>>>>

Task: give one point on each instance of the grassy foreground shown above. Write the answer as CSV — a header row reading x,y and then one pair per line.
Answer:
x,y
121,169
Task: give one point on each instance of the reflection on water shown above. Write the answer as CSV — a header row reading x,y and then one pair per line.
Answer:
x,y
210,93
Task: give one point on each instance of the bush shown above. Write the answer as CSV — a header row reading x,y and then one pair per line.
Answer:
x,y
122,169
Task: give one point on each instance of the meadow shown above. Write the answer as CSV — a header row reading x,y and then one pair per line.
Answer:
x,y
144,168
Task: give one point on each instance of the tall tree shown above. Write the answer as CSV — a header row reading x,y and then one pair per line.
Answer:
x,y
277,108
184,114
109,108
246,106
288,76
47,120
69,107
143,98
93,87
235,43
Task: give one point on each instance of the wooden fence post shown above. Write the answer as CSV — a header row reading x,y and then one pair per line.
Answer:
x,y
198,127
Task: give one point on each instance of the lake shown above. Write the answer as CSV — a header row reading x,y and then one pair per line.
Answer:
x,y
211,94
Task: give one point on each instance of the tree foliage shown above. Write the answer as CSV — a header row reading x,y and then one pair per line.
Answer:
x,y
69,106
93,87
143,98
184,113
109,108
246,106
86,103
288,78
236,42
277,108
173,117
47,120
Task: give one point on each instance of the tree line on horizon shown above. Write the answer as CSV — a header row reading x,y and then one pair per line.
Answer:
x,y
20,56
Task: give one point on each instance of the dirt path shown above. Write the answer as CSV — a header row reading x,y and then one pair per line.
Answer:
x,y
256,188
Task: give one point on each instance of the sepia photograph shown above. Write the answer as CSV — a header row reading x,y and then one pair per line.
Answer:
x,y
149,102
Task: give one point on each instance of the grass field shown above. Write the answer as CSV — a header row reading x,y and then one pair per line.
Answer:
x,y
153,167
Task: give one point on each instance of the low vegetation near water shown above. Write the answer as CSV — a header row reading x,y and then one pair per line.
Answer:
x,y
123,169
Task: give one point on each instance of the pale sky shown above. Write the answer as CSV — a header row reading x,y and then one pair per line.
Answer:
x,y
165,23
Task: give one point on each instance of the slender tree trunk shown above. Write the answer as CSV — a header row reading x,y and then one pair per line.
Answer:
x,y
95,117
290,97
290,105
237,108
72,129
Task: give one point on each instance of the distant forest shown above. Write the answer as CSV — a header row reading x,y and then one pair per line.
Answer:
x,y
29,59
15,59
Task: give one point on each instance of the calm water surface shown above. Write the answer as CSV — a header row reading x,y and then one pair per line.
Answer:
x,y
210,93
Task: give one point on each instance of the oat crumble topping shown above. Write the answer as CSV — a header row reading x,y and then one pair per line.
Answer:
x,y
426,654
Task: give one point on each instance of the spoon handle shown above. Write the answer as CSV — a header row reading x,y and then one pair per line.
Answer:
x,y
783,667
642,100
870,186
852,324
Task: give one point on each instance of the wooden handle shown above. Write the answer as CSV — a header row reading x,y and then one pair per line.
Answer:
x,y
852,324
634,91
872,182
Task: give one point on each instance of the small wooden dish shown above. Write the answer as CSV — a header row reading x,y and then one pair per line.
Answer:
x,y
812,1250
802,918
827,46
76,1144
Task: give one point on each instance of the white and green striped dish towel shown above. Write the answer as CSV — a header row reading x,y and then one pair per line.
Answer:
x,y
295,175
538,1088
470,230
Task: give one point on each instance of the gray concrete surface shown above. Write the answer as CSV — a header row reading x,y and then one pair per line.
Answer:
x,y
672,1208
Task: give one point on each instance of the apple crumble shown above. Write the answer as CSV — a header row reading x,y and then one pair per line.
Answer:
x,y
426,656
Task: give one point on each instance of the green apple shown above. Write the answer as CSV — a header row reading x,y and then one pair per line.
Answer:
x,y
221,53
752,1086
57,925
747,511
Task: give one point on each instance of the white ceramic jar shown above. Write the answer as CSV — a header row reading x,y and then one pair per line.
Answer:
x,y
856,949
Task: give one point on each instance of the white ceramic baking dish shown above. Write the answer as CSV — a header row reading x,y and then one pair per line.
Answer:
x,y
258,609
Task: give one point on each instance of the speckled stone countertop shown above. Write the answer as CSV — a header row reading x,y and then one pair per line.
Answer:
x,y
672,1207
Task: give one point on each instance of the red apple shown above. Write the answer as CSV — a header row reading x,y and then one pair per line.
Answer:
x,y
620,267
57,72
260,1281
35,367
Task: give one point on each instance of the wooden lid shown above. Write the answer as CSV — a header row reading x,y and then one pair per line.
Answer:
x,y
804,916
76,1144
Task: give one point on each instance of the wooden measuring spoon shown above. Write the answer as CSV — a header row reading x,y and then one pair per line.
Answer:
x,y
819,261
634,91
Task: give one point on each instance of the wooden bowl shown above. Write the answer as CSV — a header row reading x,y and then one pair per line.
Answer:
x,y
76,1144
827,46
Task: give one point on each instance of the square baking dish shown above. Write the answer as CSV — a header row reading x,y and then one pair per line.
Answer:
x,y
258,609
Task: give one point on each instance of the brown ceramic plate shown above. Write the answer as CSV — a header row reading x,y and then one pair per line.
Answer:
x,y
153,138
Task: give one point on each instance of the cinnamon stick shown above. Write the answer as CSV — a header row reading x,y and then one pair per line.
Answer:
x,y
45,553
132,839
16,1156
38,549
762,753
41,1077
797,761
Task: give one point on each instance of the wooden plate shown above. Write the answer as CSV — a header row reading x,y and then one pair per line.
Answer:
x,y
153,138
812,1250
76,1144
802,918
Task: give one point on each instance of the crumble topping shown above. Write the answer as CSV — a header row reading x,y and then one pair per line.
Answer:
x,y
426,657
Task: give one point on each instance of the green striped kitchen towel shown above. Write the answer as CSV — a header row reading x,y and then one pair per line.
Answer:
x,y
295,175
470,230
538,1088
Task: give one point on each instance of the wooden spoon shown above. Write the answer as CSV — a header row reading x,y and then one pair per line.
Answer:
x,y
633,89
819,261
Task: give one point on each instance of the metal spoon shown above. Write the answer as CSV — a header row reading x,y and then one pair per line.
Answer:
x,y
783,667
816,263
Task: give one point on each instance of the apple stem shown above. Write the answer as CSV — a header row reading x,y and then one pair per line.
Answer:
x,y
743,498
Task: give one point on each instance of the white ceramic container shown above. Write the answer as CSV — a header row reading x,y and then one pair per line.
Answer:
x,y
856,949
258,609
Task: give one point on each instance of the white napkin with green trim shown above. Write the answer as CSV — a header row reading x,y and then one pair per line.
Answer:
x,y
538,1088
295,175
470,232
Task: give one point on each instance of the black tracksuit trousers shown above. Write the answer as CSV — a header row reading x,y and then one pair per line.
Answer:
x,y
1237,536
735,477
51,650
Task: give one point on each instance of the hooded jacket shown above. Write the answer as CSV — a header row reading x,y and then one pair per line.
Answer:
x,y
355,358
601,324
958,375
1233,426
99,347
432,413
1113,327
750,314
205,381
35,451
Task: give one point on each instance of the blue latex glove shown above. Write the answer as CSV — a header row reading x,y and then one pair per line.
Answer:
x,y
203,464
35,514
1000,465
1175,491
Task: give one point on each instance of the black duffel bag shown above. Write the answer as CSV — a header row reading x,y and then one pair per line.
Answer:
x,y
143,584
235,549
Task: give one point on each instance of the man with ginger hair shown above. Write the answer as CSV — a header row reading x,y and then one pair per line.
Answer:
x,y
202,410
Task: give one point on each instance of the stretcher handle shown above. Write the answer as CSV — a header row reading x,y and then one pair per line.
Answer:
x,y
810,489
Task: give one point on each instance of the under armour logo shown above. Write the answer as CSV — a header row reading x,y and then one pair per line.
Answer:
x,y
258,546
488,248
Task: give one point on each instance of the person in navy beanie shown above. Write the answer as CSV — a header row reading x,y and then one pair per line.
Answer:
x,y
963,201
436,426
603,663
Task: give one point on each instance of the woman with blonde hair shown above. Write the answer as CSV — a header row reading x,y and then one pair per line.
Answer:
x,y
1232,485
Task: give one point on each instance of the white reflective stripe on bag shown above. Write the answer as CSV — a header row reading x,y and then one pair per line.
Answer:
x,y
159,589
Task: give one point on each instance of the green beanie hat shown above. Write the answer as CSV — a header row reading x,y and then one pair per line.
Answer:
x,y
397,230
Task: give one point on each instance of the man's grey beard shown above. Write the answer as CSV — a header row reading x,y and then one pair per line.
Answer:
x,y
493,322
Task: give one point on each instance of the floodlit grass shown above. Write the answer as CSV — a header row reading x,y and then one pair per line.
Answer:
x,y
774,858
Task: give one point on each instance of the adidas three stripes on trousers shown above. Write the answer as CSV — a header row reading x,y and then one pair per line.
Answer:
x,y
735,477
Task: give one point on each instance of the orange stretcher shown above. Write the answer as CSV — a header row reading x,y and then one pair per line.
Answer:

<<<<

** Your goal **
Copy out, word for word, the stretch of the material from the line containing "Task: give one point on each instance of the person" through the end of the material, including both of those lines.

** Result for this exercise **
Task: give one point on each instance of the person in navy beanie shown above. Write the answer as CSV — a header row reading x,y and then one pair per line.
Answer:
x,y
963,201
436,426
603,663
Task: give one point on each instance of the woman with blonde hair shown above. Write the answer as CSV — a header row reading x,y and then one pair per line.
Answer:
x,y
1232,485
Task: give one point on each instance of the white reflective stripe on bag shown above. Write the answer as CSV — a header row reading x,y and then one pair per line.
Answer:
x,y
159,589
Task: give one point on each instance of the green beanie hat shown above. Write the answer as CSV — a header row reading x,y and then one pair per line.
Answer:
x,y
397,230
Task: give one point on each instance of the man's grey beard shown above. Write the answer as CSV — a header row reading x,y and then one pair per line.
Answer:
x,y
493,322
Task: give one point on each instance of the floodlit grass shown above. Write the answer as CSV — a header row reading x,y and then one pair per line.
Answer:
x,y
774,858
Task: give one point on each instance of the adidas three stripes on trousers shown above. Write the answer as CSV — a header row reading x,y and then one pair per line.
Answer:
x,y
735,477
Task: give one point on each instance of the orange stretcher shown above. Write the answer as CSV — a header row reading x,y and then one pair per line.
Answer:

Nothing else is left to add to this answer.